| ← Previous race | Next race → |

Race details
- Date: April 25, 2004
- Official name: Gran Premio Foster's di San Marino 2004
- Location: Autodromo Enzo e Dino Ferrari, Imola, Emilia-Romagna, Italy
- Course: Permanent racing facility
- Course length: 4.933 km (3.065 miles)
- Distance: 62 laps, 305.609 km (189.897 miles)
- Weather: Sunny, Air: 22 °C (72 °F), Track 38 °C (100 °F)

Pole position
- Driver: Jenson Button; / BAR-Honda
- Time: 1:19.753

Fastest lap
- Driver: Michael Schumacher / Ferrari
- Time: 1:20.411 on lap 10 (lap record)

Podium
- First: Michael Schumacher; / Ferrari
- Second: Jenson Button; / BAR-Honda
- Third: Juan Pablo Montoya; / Williams-BMW

= 2004 San Marino Grand Prix =

The 2004 San Marino Grand Prix (officially the Gran Premio Foster's di San Marino 2004) was a Formula One motor race held on 25 April 2004 at the Autodromo Enzo e Dino Ferrari, Imola. It was Race 4 of 18 in the 2004 FIA Formula One World Championship.

The 62-lap race was won by Michael Schumacher driving a Ferrari. BAR-Honda driver Jenson Button finished second after starting from pole position. Juan Pablo Montoya finished third in a Williams-BMW.

==Friday drivers==
The bottom 6 teams in the 2003 Constructors' Championship were entitled to run a third car in free practice on Friday. These drivers drove on Friday but did not compete in qualifying or the race.

| Constructor | Nat | Driver |
|---|---|---|
| BAR-Honda | UK | Anthony Davidson |
| Sauber-Petronas |  | - |
| Jaguar-Cosworth | SWE | Björn Wirdheim |
| Toyota | BRA | Ricardo Zonta |
| Jordan-Ford | GER | Timo Glock |
| Minardi-Cosworth | BEL | Bas Leinders |

==Report==
=== Background ===
The 2004 San Marino Grand Prix marked the 10th anniversary of Roland Ratzenberger and Ayrton Senna's fatal accidents in 1994.

=== Qualifying ===
Qualifying gave BAR's Jenson Button his maiden career pole position, ahead of Michael Schumacher, Juan Pablo Montoya, Rubens Barrichello and Ralf Schumacher. Both Giancarlo Fisichella and Kimi Räikkönen failed to set a time in the session, leaving them at the back of the grid. Rain fell on the Imola circuit overnight, washing away much of the rubber that had been laid down over the weekend, theoretically handing the advantage to teams with Bridgestone tyres.

+-------+

### WRITTEN INSTRUCTION 1
Reproduce word for word the passage of the article on the 2004 San Marino Grand Prix from "Fastest lap" up to and including "in a Williams-BMW.".
The records that come next bear no relation to the article on the 2004 San Marino Grand Prix.

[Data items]
+-------+

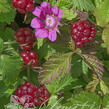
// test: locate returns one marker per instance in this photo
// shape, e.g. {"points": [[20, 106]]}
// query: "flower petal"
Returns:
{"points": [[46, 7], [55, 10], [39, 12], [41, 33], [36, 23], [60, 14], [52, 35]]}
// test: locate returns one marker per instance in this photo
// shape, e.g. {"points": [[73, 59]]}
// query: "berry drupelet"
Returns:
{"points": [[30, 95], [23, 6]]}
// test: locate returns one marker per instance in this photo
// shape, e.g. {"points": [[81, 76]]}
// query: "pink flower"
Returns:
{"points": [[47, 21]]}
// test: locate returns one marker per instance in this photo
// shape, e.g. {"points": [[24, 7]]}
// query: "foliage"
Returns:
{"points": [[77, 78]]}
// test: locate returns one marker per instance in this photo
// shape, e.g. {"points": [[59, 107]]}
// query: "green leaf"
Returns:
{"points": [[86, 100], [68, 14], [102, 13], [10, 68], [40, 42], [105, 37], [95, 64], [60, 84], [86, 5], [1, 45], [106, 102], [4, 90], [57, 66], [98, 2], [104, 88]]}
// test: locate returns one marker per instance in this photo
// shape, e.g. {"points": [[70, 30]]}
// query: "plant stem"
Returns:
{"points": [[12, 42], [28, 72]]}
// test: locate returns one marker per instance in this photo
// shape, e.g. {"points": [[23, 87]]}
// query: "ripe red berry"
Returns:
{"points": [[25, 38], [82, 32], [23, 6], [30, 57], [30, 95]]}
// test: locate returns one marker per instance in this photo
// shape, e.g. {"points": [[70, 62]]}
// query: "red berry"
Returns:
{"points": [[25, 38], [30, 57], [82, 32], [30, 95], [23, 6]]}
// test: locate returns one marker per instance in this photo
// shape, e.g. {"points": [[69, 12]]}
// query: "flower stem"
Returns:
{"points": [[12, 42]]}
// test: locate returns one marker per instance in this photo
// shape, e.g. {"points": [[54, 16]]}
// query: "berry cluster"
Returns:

+-------+

### WRITTEN INSTRUCTION 2
Quote every line of the records above without alteration, omitting the pictures from your answer.

### RIGHT ANSWER 1
Fastest lap
- Driver: Michael Schumacher / Ferrari
- Time: 1:20.411 on lap 10 (lap record)

Podium
- First: Michael Schumacher; / Ferrari
- Second: Jenson Button; / BAR-Honda
- Third: Juan Pablo Montoya; / Williams-BMW

= 2004 San Marino Grand Prix =

The 2004 San Marino Grand Prix (officially the Gran Premio Foster's di San Marino 2004) was a Formula One motor race held on 25 April 2004 at the Autodromo Enzo e Dino Ferrari, Imola. It was Race 4 of 18 in the 2004 FIA Formula One World Championship.

The 62-lap race was won by Michael Schumacher driving a Ferrari. BAR-Honda driver Jenson Button finished second after starting from pole position. Juan Pablo Montoya finished third in a Williams-BMW.

### RIGHT ANSWER 2
// test: locate returns one marker per instance in this photo
// shape, e.g. {"points": [[20, 106]]}
// query: "flower petal"
Returns:
{"points": [[46, 7], [55, 10], [39, 12], [41, 33], [36, 23], [60, 14], [52, 35]]}
// test: locate returns one marker per instance in this photo
// shape, e.g. {"points": [[73, 59]]}
// query: "berry drupelet"
Returns:
{"points": [[30, 95], [23, 6]]}
// test: locate returns one marker per instance in this photo
// shape, e.g. {"points": [[81, 76]]}
// query: "pink flower"
Returns:
{"points": [[47, 21]]}
// test: locate returns one marker per instance in this photo
// shape, e.g. {"points": [[24, 7]]}
// query: "foliage"
Returns:
{"points": [[77, 78]]}
// test: locate returns one marker per instance in this photo
// shape, e.g. {"points": [[59, 107]]}
// query: "green leaf"
Returns:
{"points": [[86, 100], [68, 14], [102, 13], [10, 68], [40, 42], [105, 37], [95, 64], [60, 84], [86, 5], [1, 45], [106, 102], [4, 90], [57, 66], [98, 2], [104, 88]]}
// test: locate returns one marker per instance in this photo
// shape, e.g. {"points": [[70, 30]]}
// query: "plant stem"
Returns:
{"points": [[12, 42], [28, 72]]}
// test: locate returns one marker per instance in this photo
// shape, e.g. {"points": [[23, 87]]}
// query: "ripe red berry"
Returns:
{"points": [[25, 38], [82, 32], [23, 6], [30, 57], [30, 95]]}
// test: locate returns one marker per instance in this photo
// shape, e.g. {"points": [[70, 62]]}
// query: "red berry"
Returns:
{"points": [[25, 38], [30, 57], [82, 32], [30, 95], [23, 6]]}
// test: locate returns one marker per instance in this photo
// shape, e.g. {"points": [[69, 12]]}
// query: "flower stem"
Returns:
{"points": [[12, 42]]}
// test: locate returns one marker per instance in this photo
// shape, e.g. {"points": [[54, 16]]}
// query: "berry cluster"
Returns:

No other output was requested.